# Start of INFORMATION GIVEN

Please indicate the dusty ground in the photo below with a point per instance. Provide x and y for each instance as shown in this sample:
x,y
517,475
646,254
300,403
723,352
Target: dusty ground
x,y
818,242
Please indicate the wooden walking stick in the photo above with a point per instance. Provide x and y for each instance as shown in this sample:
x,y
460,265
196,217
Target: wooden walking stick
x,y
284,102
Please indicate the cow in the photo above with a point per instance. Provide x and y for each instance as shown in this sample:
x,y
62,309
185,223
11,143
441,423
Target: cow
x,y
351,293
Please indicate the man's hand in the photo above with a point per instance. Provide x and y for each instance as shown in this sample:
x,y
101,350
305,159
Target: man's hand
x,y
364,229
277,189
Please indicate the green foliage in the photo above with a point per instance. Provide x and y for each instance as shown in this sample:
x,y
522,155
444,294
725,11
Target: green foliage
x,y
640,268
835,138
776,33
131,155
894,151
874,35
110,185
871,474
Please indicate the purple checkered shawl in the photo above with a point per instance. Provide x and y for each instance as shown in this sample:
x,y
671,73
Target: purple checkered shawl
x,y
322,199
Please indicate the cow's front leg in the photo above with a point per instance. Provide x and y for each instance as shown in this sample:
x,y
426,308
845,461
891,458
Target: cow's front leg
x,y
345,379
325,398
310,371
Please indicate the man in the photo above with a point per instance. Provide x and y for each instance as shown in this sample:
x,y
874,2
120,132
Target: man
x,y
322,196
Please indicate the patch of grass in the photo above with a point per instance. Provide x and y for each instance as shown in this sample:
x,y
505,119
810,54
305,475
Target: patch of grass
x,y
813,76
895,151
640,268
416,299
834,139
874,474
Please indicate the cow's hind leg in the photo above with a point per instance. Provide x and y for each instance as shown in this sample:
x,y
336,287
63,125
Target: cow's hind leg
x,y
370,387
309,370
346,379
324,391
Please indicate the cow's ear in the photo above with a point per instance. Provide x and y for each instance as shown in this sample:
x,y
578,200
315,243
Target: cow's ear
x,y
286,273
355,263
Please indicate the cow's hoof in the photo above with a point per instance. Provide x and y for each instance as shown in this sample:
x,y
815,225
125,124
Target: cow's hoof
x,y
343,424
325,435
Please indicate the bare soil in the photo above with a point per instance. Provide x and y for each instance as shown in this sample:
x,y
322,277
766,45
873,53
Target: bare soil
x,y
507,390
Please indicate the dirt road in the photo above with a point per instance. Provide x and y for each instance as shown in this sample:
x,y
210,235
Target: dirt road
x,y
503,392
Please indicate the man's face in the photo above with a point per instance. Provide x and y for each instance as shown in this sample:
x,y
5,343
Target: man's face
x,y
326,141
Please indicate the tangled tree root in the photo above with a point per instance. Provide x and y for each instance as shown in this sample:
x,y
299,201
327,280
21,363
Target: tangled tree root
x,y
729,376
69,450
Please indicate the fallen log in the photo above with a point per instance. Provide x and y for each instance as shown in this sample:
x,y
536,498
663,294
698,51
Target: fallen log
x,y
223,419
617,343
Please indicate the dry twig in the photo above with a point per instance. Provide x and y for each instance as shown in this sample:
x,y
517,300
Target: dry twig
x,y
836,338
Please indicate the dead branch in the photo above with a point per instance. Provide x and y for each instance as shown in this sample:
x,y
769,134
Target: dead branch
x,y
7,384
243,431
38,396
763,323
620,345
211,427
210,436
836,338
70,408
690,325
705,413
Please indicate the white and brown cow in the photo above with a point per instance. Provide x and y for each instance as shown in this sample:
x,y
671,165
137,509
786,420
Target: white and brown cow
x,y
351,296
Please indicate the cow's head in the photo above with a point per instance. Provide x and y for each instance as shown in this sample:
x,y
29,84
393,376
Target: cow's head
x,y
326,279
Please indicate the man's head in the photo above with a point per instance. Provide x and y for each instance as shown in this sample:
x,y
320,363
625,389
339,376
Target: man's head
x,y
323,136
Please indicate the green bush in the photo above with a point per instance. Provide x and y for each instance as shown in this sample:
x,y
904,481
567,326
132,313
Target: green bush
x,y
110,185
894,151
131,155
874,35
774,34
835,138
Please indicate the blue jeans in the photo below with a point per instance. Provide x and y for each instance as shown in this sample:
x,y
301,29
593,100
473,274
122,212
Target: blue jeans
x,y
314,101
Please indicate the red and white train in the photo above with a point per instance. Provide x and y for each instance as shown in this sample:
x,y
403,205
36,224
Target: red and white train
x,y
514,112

# End of INFORMATION GIVEN

Print all the data exactly.

▶ [FINAL ANSWER]:
Please indicate the dusty ground in the photo below with a point per instance. Provide x and y for each instance as shown in this sample:
x,y
517,475
646,254
300,403
723,352
Target: dusty ground
x,y
818,242
Please indicate the wooden walking stick in the photo above with a point per instance. Provide x and y for each instance as shown in this sample:
x,y
460,265
196,217
Target: wooden walking stick
x,y
284,102
Please indicate the cow in the photo above with a point per instance. Provide x and y for each instance as shown in this sample:
x,y
62,309
185,223
11,143
441,423
Target: cow
x,y
351,293
Please indicate the man's hand in the photo above with a point per instance. Provide x and y for each instance as shown in this sample:
x,y
101,350
305,159
Target: man's hand
x,y
364,229
277,189
Please indicate the green foliage in the photo above with a point per instance. Provide x and y for each instance as shown in this sample:
x,y
522,155
444,294
725,11
Target: green foliage
x,y
640,268
835,138
776,33
131,155
894,151
874,35
110,185
871,474
Please indicate the purple checkered shawl in the photo above with a point per instance. Provide x and y for each instance as shown in this sample:
x,y
671,73
Target: purple checkered shawl
x,y
322,199
Please indicate the cow's front leg in the photo above with a point per instance. Provide x and y for each instance as shown in this sample:
x,y
426,308
845,461
891,458
Target: cow's front leg
x,y
345,379
325,398
310,371
Please indicate the man in the photo above with a point per instance. Provide x and y for each instance as shown in this sample:
x,y
874,2
120,132
Target: man
x,y
322,196
Please indicate the patch of grass in the photo above with a point per instance. Provide x and y for each instance as shown in this sample:
x,y
505,119
810,54
305,475
Target: patch of grass
x,y
813,76
895,151
640,268
416,299
834,139
874,474
Please indicate the cow's hind leg in the photo above with a point per instance. Provide x and y for each instance as shown in this sample:
x,y
336,287
63,125
Target: cow's hind leg
x,y
370,387
309,370
346,379
324,391
Please indicate the cow's ear in the photo above with a point per instance. Provide x and y for each instance as shown in this sample:
x,y
578,200
315,243
Target: cow's ear
x,y
286,273
355,263
Please indicate the cow's hoof in the photo above with a point per instance. Provide x and y for each instance as shown in this sample:
x,y
815,225
125,124
Target: cow's hoof
x,y
343,424
325,435
Please indicate the bare soil in the photo above with a point per instance. Provide x and y for each instance as shown in this sample:
x,y
322,277
766,45
873,53
Target: bare soil
x,y
507,390
Please indicate the dirt road in the photo above with a point per instance. Provide x and y for each instance as shown in this sample:
x,y
210,235
Target: dirt road
x,y
503,392
Please indicate the man's face in the photo above with a point per instance. Provide x and y for each instance as shown in this sample:
x,y
5,343
Target: man's face
x,y
326,141
Please indicate the tangled tree root in the photo above with a point per instance. Provide x and y for each instance as shown in this sample:
x,y
299,201
327,280
21,363
Target: tangled tree root
x,y
729,376
69,450
Please indicate the fallen log in the photo above with a point per instance. Provide x and y for each instance as shown in this sample:
x,y
536,498
663,294
698,51
Target: fallen log
x,y
223,419
617,343
Please indicate the dry twig in the photo above with a point per instance. Provide x and y for each instance as shown in this sample:
x,y
517,300
Target: dry twig
x,y
836,338
Please indicate the dead branch in the photo above with a point per instance. Provide x and y for each instance as shown in this sample:
x,y
769,134
Target: dead branch
x,y
7,384
243,431
38,396
763,323
620,345
211,427
210,436
836,338
70,408
690,325
705,413
Please indicate the white and brown cow in the photo above with a point per instance. Provide x and y for each instance as shown in this sample:
x,y
671,165
137,509
786,420
Target: white and brown cow
x,y
351,296
Please indicate the cow's head in the photo above with a point per instance. Provide x and y for each instance as shown in this sample:
x,y
29,84
393,376
Target: cow's head
x,y
326,279
Please indicate the man's head in the photo above with a point per instance. Provide x and y for each instance as shown in this sample:
x,y
320,363
625,389
339,376
Target: man's head
x,y
323,136
Please indicate the green bush in the photo above with a point per instance. Provide x and y for each instance as shown in this sample:
x,y
904,481
567,326
132,313
Target: green bush
x,y
110,185
894,151
131,155
874,35
774,34
835,138
Please indicate the blue jeans in the photo below with a point per instance. Provide x and y for each instance as shown in this sample:
x,y
301,29
593,100
473,274
122,212
Target: blue jeans
x,y
314,101
Please indicate the red and white train in the photo above with a point per instance. Provide x and y for each instance as shown in this sample:
x,y
403,205
36,224
Target: red and white train
x,y
514,112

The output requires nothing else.